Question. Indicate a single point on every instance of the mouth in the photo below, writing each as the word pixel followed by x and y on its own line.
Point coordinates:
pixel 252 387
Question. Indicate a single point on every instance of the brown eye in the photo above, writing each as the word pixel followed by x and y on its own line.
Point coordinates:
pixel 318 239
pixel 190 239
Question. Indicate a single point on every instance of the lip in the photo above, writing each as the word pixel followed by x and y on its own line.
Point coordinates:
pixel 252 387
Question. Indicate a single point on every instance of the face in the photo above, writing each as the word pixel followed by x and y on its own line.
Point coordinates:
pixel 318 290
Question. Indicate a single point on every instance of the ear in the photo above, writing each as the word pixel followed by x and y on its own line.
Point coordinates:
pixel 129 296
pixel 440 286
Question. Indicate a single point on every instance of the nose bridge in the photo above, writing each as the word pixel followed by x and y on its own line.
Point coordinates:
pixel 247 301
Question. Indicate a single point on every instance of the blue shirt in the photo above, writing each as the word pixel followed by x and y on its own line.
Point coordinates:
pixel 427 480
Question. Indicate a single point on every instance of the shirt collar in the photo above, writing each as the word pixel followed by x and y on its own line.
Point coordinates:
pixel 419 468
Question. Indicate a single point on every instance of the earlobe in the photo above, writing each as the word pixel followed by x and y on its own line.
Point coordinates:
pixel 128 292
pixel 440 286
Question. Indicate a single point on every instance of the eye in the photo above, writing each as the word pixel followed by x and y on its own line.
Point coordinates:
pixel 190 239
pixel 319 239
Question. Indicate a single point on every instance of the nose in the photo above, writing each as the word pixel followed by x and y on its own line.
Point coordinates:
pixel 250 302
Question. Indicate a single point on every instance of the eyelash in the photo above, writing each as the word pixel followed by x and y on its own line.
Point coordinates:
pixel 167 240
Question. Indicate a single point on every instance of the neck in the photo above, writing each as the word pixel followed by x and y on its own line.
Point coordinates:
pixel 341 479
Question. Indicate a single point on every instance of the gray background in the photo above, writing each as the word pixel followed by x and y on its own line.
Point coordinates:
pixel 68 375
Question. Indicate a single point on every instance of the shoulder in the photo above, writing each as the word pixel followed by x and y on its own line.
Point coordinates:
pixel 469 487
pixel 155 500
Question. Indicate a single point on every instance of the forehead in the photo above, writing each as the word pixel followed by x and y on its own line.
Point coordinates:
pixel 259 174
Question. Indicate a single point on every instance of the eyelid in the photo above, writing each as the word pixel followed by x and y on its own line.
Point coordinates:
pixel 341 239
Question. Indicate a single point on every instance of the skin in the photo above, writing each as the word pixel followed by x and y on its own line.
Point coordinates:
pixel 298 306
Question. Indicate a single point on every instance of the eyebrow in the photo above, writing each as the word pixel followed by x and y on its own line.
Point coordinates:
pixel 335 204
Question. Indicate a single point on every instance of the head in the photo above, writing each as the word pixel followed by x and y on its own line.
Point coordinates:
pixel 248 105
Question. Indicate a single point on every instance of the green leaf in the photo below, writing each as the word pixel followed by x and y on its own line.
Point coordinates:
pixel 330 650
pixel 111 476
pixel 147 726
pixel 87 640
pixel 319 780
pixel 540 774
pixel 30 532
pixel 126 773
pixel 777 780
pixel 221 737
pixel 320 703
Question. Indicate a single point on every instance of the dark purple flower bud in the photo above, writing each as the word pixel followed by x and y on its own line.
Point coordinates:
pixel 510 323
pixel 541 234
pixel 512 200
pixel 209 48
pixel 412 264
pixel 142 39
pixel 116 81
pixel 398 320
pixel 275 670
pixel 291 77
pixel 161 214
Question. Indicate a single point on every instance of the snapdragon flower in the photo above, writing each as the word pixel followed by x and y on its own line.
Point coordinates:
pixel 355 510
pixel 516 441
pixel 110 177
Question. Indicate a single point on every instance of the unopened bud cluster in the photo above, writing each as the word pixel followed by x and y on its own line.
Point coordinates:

***

**PROBLEM TO WORK ON**: Find the word "below" in the records and pull out each line that has it.

**TASK OUTPUT**:
Question. Indicate a single point on every instance of the mouth in the photo below, writing each as the word pixel followed by x and y on its own line.
Question. Indicate a single point on every instance of the green leaf in the photo below, writing each as the word pixel followed by x and y on its own line.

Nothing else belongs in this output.